-- Begin DATASET RECORDS --
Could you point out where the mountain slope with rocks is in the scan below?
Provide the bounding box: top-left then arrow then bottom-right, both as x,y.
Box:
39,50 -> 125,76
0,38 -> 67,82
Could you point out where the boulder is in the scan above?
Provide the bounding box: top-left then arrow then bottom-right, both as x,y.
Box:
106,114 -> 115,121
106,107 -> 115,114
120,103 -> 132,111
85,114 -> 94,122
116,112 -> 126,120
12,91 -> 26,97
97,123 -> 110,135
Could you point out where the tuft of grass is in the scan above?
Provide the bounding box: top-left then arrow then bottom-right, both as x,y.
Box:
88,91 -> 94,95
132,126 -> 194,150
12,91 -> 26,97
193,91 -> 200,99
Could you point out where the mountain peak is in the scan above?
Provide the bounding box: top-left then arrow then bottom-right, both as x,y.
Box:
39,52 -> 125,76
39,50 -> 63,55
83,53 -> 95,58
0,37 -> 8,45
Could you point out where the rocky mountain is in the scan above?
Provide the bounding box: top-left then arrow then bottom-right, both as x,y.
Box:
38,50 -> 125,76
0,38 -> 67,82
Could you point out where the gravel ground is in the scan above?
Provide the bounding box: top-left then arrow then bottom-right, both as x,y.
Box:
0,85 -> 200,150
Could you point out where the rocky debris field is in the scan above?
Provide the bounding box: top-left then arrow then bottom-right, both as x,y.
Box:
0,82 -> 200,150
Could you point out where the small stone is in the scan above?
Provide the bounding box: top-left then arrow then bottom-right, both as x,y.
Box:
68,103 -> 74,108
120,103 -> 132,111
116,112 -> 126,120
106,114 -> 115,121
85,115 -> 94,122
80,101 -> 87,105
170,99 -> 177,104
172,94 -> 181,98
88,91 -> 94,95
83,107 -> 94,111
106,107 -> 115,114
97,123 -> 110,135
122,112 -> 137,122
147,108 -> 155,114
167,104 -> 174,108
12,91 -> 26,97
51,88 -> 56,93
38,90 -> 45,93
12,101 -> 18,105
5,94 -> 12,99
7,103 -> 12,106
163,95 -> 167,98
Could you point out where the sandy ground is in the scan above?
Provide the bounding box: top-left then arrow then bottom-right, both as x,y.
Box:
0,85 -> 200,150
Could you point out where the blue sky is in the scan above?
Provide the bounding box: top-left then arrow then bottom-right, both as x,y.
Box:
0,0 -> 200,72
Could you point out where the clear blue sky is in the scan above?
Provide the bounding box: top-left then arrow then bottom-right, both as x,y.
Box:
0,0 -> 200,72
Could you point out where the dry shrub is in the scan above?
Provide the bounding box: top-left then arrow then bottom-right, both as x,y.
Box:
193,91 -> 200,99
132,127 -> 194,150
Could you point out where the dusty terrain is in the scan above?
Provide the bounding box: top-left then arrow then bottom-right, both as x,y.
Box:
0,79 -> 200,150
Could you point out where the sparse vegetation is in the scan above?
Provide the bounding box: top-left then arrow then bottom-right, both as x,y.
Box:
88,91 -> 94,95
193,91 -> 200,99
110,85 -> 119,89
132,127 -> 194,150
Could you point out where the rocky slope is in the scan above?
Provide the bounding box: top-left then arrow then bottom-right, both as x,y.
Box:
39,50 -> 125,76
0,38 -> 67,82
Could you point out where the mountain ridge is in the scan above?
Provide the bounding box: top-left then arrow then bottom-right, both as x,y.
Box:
-- End DATASET RECORDS --
_DIRECTIVE_
Copy the part of the listing that opens with the line containing "Could you point out where the small" and closes with the listing's final line, both included. Reproduce every line in that span word for word.

_RESULT_
Could you point out where the small stone is in the scan above?
Provide the bounding box: top-left then arrow then bottom-right, both as x,y.
Box:
68,103 -> 74,108
120,103 -> 132,111
116,112 -> 126,120
106,114 -> 115,121
85,115 -> 94,122
80,101 -> 87,105
170,99 -> 177,104
172,94 -> 181,98
88,91 -> 94,95
83,107 -> 94,111
106,107 -> 115,114
97,123 -> 110,135
122,112 -> 137,122
147,108 -> 155,114
167,104 -> 174,108
12,91 -> 26,97
51,88 -> 56,93
38,90 -> 45,93
12,101 -> 18,105
5,94 -> 12,99
7,103 -> 12,106
163,95 -> 167,98
Could you point out where the sandy ground is in the scan above?
Provide the bounding box: top-left then arrow then bottom-right, both as x,y.
Box:
0,85 -> 200,150
Could you point out where the blue sky is in the scan above?
Provide the bounding box: top-left then arrow then bottom-right, both as x,y.
Box:
0,0 -> 200,72
Could you point out where the clear blue sky is in the scan above?
Provide the bounding box: top-left then arrow then bottom-right, both as x,y.
Box:
0,0 -> 200,72
Could you point out where the dry shrub is in the scan above?
Provide the bounding box: top-left then arrow then bottom-right, both as x,y.
Box:
193,91 -> 200,99
132,127 -> 194,150
Could you point out where the dusty terrain is in the scan above?
Provide the bounding box: top-left then arrow then bottom-right, both as x,y.
Box:
0,79 -> 200,150
Could you point out where the sparse vegetation is in the scan above?
Provide the bounding box: top-left then arrow then bottom-right, both as x,y.
Box:
88,91 -> 94,95
193,91 -> 200,99
110,85 -> 119,89
132,127 -> 194,150
Could you point out where the rocky slope is in the scan above?
Provide the bounding box: top-left then arrow then bottom-right, both as x,y.
Box:
39,50 -> 125,76
0,38 -> 67,82
Could you point out where the mountain ridge is in the scan above?
Provide the bounding box: top-left then arrow then bottom-right, both as x,y.
Box:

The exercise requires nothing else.